You are asked to filter the data below and copy every line holding "supplied".

[[ Provided records open ]]

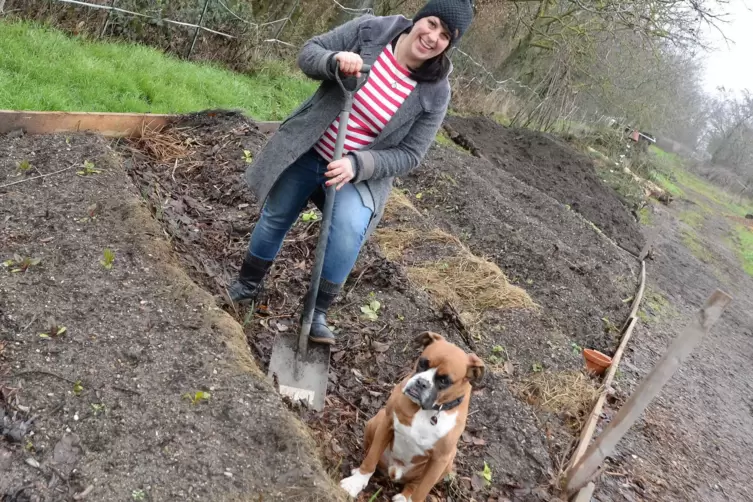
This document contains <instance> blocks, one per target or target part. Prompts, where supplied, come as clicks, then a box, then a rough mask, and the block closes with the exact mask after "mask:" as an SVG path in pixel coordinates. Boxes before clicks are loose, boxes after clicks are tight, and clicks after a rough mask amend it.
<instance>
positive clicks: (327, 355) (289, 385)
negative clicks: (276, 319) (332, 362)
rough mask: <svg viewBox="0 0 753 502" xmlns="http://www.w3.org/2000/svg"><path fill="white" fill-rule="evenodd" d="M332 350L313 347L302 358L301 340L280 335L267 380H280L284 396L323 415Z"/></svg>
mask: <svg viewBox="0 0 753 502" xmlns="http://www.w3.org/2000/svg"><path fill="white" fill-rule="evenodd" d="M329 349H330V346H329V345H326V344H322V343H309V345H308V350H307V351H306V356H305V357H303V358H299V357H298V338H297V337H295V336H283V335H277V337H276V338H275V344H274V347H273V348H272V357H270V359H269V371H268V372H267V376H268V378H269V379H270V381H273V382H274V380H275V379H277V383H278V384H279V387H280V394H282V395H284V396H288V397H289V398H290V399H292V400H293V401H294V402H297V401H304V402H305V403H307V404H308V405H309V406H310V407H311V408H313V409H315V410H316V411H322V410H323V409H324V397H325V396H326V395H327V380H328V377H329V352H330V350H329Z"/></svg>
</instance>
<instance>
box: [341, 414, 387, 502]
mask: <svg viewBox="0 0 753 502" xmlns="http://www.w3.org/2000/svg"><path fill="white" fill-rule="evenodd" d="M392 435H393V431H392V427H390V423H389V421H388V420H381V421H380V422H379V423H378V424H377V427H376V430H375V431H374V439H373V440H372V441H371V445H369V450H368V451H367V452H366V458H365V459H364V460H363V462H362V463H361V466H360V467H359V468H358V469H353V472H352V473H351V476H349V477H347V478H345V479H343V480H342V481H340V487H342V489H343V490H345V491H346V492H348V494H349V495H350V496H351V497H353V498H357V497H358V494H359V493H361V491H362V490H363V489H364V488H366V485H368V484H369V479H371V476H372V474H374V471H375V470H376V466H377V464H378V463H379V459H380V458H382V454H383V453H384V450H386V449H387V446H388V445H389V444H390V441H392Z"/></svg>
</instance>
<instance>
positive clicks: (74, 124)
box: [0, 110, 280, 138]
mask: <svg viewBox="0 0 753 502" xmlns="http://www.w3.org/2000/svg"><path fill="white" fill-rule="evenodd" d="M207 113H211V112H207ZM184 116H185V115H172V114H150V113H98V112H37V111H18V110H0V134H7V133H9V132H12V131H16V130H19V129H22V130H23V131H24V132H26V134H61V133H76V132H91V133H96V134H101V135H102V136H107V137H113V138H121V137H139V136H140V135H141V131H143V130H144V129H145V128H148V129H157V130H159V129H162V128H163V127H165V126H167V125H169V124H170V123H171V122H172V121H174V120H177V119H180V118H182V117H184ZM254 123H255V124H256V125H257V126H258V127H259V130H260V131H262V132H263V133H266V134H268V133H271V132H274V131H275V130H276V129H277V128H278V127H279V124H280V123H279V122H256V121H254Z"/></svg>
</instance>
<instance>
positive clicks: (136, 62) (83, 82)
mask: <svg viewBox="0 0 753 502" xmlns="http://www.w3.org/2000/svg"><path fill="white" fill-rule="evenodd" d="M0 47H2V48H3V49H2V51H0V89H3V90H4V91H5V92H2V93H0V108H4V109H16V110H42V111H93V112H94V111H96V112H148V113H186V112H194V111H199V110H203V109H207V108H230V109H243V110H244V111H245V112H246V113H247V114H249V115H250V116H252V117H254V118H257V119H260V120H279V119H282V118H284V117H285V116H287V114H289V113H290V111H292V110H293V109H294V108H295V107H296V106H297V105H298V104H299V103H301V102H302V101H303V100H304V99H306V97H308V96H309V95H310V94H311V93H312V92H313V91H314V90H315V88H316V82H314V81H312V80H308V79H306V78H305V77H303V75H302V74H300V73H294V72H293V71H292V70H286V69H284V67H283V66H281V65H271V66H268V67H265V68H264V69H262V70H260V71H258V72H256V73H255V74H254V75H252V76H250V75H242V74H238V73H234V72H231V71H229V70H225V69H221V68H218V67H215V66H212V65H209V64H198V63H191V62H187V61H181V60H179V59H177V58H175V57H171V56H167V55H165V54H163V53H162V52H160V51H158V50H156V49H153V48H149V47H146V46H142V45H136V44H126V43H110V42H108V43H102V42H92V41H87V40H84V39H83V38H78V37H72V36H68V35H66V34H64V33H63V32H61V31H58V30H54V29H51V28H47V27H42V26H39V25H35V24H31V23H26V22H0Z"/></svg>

[[ Provided records closed ]]
[[ Provided records open ]]

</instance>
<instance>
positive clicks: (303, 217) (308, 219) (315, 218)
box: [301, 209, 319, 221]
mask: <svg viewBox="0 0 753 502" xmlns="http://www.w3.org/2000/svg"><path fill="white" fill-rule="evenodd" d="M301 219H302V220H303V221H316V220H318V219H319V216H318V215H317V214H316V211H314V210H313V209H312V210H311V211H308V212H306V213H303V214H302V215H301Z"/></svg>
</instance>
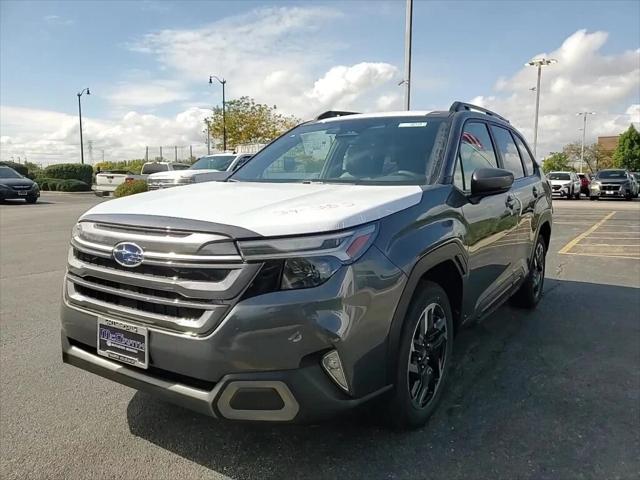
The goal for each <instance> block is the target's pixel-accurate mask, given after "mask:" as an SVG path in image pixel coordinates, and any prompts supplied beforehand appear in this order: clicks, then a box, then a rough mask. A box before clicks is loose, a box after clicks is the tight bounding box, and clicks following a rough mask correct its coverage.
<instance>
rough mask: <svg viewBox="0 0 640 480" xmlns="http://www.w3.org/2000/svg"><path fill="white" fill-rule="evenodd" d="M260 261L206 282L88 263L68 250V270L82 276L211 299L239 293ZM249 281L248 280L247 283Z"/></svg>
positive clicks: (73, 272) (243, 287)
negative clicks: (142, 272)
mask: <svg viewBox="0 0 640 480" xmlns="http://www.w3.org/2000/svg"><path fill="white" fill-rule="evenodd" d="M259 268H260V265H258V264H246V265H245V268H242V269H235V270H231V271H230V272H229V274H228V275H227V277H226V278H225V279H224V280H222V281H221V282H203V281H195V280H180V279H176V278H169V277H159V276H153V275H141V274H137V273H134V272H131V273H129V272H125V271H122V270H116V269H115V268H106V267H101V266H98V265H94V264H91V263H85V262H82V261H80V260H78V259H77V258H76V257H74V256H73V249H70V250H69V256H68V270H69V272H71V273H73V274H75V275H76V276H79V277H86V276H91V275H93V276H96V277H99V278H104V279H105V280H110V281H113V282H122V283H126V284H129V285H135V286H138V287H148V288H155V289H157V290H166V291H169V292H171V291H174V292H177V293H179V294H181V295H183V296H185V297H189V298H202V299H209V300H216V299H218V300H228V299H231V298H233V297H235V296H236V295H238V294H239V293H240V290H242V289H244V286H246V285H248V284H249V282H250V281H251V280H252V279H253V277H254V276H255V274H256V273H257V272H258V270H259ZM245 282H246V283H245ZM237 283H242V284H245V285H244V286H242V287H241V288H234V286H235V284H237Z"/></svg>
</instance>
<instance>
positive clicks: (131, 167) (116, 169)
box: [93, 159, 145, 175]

[[ Provided records closed ]]
[[ Provided records open ]]

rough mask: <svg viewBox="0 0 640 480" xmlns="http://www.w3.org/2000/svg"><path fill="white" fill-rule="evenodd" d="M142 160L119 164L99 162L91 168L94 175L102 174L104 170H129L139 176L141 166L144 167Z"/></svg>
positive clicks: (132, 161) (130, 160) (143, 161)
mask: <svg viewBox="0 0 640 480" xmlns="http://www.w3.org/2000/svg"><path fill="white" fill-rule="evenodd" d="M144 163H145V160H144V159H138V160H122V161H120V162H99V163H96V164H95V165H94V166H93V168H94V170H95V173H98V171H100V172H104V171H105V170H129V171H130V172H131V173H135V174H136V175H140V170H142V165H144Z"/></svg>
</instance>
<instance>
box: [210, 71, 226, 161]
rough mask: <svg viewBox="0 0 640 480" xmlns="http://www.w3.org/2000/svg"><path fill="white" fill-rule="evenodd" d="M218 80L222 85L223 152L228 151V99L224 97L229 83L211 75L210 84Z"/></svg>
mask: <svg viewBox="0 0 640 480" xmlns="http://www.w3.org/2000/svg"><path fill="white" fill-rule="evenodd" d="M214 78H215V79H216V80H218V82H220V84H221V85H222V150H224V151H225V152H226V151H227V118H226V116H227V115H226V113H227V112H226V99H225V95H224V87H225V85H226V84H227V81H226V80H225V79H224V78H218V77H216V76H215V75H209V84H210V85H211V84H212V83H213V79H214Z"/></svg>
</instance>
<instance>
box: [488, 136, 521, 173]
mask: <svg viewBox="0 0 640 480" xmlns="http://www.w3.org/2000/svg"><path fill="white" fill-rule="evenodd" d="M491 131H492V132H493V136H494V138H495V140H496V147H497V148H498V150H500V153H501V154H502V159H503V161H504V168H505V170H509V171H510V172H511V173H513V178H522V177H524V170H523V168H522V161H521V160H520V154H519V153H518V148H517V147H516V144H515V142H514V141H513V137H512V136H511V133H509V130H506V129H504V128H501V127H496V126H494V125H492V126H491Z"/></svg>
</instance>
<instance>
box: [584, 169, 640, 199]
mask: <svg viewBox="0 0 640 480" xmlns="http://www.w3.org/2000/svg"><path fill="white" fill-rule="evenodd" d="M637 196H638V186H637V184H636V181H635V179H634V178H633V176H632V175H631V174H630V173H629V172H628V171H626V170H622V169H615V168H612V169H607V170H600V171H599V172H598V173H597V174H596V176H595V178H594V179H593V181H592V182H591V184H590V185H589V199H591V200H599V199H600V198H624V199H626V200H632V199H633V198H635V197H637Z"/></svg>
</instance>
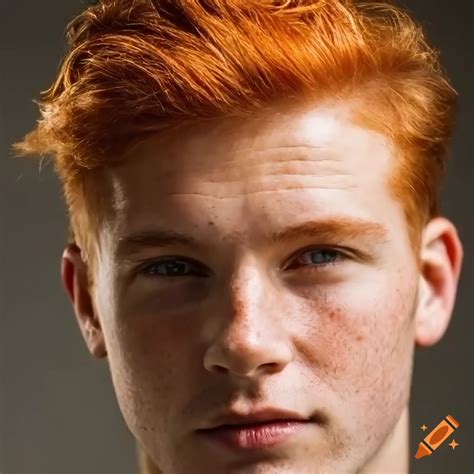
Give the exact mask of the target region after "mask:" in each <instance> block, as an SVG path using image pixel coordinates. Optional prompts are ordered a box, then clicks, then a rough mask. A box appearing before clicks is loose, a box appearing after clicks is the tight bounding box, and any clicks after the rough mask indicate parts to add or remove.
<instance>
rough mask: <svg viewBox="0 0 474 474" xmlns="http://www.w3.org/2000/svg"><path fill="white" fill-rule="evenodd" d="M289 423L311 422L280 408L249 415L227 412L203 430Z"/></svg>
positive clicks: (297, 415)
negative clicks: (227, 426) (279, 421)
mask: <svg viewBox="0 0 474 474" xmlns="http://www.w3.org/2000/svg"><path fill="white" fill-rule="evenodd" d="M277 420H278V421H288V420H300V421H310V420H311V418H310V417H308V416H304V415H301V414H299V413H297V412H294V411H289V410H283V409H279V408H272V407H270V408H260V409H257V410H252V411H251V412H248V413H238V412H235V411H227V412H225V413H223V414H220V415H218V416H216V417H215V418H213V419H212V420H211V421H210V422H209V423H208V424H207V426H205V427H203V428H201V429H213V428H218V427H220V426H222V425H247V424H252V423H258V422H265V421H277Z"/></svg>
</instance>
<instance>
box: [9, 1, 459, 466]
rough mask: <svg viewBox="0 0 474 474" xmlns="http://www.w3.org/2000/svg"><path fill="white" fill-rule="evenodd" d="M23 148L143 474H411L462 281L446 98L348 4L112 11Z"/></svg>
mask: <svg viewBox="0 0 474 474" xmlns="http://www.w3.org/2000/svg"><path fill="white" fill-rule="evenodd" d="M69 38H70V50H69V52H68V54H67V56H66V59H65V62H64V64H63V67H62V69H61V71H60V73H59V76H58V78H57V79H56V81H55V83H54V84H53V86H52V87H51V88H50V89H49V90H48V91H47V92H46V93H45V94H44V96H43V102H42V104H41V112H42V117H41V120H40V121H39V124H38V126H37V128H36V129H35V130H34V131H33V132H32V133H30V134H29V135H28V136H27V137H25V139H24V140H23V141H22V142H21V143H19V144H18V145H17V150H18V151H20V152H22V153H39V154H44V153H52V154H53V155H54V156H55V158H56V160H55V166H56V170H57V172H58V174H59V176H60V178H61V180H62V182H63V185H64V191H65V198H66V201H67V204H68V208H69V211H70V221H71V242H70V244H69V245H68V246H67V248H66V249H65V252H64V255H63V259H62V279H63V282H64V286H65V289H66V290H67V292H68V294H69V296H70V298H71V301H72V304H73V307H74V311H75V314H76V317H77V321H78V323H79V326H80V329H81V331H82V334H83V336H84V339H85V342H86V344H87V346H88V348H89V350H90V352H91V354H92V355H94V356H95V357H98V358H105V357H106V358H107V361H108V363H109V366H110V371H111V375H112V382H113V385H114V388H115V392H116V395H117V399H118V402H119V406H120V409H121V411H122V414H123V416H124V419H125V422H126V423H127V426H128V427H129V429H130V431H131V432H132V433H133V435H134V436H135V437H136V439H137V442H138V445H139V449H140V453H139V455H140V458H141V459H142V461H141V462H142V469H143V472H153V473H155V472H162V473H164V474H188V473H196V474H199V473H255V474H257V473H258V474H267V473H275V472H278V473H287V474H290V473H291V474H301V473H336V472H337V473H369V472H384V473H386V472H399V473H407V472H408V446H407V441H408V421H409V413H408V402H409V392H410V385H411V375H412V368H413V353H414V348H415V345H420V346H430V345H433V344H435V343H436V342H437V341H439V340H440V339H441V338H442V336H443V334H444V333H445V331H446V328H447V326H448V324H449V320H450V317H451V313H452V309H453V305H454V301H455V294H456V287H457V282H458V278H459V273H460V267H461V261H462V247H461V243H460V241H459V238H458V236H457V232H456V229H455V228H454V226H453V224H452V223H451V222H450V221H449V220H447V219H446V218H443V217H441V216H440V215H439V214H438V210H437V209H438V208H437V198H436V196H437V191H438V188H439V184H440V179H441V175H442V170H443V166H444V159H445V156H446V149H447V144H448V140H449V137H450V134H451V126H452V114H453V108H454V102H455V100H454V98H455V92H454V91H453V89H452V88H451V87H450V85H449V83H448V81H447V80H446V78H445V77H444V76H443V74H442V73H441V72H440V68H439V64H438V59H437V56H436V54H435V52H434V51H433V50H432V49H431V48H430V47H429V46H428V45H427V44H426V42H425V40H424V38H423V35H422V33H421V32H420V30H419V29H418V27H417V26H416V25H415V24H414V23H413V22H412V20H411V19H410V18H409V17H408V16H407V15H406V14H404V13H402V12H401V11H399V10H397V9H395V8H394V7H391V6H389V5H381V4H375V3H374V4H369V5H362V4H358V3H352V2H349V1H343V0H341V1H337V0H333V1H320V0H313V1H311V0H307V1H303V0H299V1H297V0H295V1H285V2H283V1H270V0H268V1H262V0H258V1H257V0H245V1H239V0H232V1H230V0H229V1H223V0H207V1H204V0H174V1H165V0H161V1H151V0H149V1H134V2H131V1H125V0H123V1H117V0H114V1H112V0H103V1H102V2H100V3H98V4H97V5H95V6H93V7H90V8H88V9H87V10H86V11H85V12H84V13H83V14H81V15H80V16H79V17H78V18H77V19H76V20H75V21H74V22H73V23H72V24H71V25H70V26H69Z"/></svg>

[[ Provided records closed ]]

▶ [Solution for this problem]:
This document contains <instance> blocks, one per target or target part. Prompts, where supplied, come as clicks, then a box, then a rough mask, and the block closes with the exact mask after "mask:" as an SVG path in pixel coordinates. Boxes before clicks are loose, boxes after clicks are tight, and clicks after a rough mask amend it.
The goal for each <instance> block is the target's pixel-accurate mask, given after "mask:" as an SVG path in image pixel coordinates, and any prompts supplied beforehand appear in this order: clicks, then a box, then a rough mask. A box before clicks is loose, a box after clicks is the tight bounding box, and clicks following a rough mask correct its coverage.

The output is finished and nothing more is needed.